• [What to do]: I'd like every record given again exactly, please.

----------

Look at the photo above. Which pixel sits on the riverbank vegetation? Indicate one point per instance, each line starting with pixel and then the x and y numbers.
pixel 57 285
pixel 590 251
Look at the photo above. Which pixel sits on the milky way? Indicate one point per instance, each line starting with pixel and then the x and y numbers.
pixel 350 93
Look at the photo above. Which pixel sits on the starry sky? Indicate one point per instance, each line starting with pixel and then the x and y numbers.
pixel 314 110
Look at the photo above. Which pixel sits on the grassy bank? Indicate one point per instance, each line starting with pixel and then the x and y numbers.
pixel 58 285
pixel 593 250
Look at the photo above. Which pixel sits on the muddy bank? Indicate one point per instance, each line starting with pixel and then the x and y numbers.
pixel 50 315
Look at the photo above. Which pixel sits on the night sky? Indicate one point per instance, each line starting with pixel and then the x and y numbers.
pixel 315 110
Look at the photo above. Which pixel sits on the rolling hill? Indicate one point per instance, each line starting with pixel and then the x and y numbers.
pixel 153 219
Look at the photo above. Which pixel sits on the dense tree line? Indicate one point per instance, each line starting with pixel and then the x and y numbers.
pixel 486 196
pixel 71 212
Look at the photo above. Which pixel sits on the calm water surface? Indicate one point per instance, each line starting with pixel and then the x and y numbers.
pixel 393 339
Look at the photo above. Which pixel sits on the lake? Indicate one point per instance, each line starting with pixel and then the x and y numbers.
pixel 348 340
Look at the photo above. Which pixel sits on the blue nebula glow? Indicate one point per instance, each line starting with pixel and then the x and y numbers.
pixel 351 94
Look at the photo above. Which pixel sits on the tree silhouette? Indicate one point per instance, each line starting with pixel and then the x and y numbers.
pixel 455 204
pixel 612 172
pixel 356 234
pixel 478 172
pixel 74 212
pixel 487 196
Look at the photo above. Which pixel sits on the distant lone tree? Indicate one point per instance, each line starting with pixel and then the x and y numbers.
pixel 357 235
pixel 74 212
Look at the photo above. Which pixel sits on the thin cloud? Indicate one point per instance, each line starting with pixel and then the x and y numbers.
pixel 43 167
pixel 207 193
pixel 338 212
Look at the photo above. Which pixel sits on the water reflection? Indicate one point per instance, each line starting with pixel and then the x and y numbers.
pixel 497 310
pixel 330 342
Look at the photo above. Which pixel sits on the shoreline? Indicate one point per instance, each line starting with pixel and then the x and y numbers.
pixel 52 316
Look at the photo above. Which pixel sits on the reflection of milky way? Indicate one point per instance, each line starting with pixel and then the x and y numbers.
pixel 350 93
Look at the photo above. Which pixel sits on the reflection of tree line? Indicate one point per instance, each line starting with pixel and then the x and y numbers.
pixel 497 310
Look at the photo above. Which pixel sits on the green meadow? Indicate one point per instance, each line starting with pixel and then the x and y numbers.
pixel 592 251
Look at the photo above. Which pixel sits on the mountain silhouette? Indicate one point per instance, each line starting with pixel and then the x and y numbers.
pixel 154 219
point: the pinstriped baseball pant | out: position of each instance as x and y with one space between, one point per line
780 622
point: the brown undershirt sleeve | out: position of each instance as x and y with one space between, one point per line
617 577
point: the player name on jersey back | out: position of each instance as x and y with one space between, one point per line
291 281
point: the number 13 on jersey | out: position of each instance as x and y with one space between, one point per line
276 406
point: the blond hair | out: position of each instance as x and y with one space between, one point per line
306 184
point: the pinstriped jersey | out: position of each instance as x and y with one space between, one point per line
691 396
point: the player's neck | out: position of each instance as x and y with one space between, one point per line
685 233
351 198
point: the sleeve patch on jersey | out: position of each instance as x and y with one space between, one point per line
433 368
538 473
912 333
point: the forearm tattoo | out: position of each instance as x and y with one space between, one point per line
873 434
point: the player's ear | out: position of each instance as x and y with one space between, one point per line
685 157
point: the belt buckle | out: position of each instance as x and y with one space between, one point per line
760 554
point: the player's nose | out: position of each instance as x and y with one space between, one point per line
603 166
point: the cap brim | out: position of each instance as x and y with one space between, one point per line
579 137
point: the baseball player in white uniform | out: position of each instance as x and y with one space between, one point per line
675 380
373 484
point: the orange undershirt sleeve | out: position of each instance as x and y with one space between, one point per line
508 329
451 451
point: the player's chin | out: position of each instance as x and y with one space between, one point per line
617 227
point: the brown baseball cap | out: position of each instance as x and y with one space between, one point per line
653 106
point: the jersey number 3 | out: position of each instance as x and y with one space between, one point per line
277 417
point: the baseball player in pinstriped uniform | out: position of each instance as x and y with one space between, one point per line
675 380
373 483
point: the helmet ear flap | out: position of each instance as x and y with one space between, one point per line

----------

• [Output for this exercise]:
Look at the photo above. Which pixel sits on the riverbank vegetation? Indicate one point per instance, each line starting with pixel and then the x and y numbers.
pixel 57 285
pixel 590 251
Look at the photo above. Which pixel sits on the milky way? Indicate one point per instance, each line starting with pixel and then the x and y numbers.
pixel 350 93
Look at the photo above. Which pixel sits on the starry sky? Indicate one point per instance, each line starting with pixel and then the x and y numbers.
pixel 314 110
Look at the photo above. Which pixel sits on the grassy bank? Indicate one point per instance, each line starting with pixel and then the x and y numbers.
pixel 58 285
pixel 593 250
Look at the photo above. Which pixel sits on the muddy bank? Indicate one point per instance, each line starting with pixel and then the x and y numbers.
pixel 50 315
Look at the photo above. Which pixel sits on the night sky? Indicate one point per instance, each line starting with pixel and then the x and y numbers.
pixel 315 110
Look at the photo above. Which pixel sits on the rolling hill? Indicate one point per instance, each line starting with pixel and then the x and y numbers.
pixel 153 219
Look at the photo above. Which pixel sits on the dense tree line? Indicate one point per instance, each line starting with pixel and then the x and y numbers.
pixel 486 196
pixel 71 212
Look at the photo above. Which pixel sits on the calm water surface? Indicate one point per instance, each line starting with pixel and then the x and y numbers.
pixel 393 339
Look at the photo above. Which pixel sits on the lake? Indicate one point per instance, each line starting with pixel and then the x and y numbers.
pixel 348 340
Look at the photo above. Which pixel sits on the blue nebula glow? Indicate one point per instance, each line starting with pixel and then the x and y numbers.
pixel 351 94
Look at the photo above. Which pixel sits on the tree silhouette? Indicate one point per instance, each line starting with pixel and then the x and y numbers.
pixel 455 204
pixel 612 172
pixel 356 234
pixel 478 172
pixel 74 212
pixel 487 196
Look at the photo above. Which pixel sits on the distant lone tree? Indicate one point per instance, each line starting with pixel and then the x and y numbers.
pixel 357 235
pixel 74 212
Look at the photo above. Which pixel sits on the thin cloud? Indicate one point per instance, each line starting with pixel and then the x and y numbers.
pixel 43 167
pixel 207 193
pixel 338 212
Look at the photo above. Which pixel sits on the water reflection? Indicate one point per instance, each line starting with pixel and then the x and y numbers.
pixel 497 310
pixel 330 342
Look at the photo above. Which pixel sits on the shoreline? Indicate one point per instance, each line starting with pixel and then the x and y numbers.
pixel 52 316
Look at the photo above. Which pixel sits on the reflection of milky way? Indicate one point per instance, each line starting with pixel and then the x and y numbers.
pixel 350 93
Look at the photo above. Which pixel sits on the reflection of tree line? Indicate one point per instance, each line starting with pixel and then the x and y numbers.
pixel 497 310
Look at the photo above. Which pixel sits on the green meadow? Indicate one point per instance, each line starting with pixel and then the x and y numbers.
pixel 592 251
Look at the photo above. Which pixel sits on the mountain silhouette? Indicate one point per instance, each line starting with pixel and then the x and y numbers.
pixel 154 219
point: the pinstriped baseball pant | out: position of each instance as x and y with one space between, one point per line
780 622
point: the brown undershirt sleeve | out: position of each instance as x and y with one space between, one point per line
617 577
point: the player name on jersey back | out: position of each instance as x and y with one space between, one point per line
291 281
point: the number 13 on jersey | out: position of each instance as x and y with one space between, one point per line
276 406
point: the blond hair | out: position of each instance as x and y with one space between, one point per line
306 184
point: the pinstriped jersey | out: position of each instance as x and y with one space between, one point per line
691 396
point: the player's neck | out: position of each instance as x and y with one space between, one point per line
685 233
351 198
point: the sleeve patch on jersey | out: position of each instance as x and y with one space between, one point per line
433 368
538 473
912 333
point: the forearm tattoo | out: position of each instance as x and y with one space between, one point per line
873 434
point: the player's ear | out: position of each instance as x and y with one space between, one point per line
685 157
point: the belt buckle | out: position of each instance as x and y with one space between, one point per line
760 554
point: the player's nose | out: position of each instance as x and y with one space between, one point per line
603 166
point: the cap brim | out: position of each instance as x and y with one space between, one point per line
579 137
point: the baseball player in white uniform | out: position of each instance as x and y with one space between, one point per line
675 380
373 484
point: the orange undershirt sleeve | out: position of each instance as x and y with one space between, one point per line
508 329
451 451
point: the player's chin | out: position of each instance as x and y with one space between, one point per line
617 227
point: the brown baseball cap | out: position of each instance as x and y with one space between, one point per line
653 106
point: the jersey number 3 | out: position of each instance as x and y with one space between, one point per line
277 417
point: the baseball player in pinstriped uniform | out: position of each instance as x and y with one space between, one point per line
675 380
373 483
point: the helmet ear flap | out: position of each instance as x and y with one space between, one point per line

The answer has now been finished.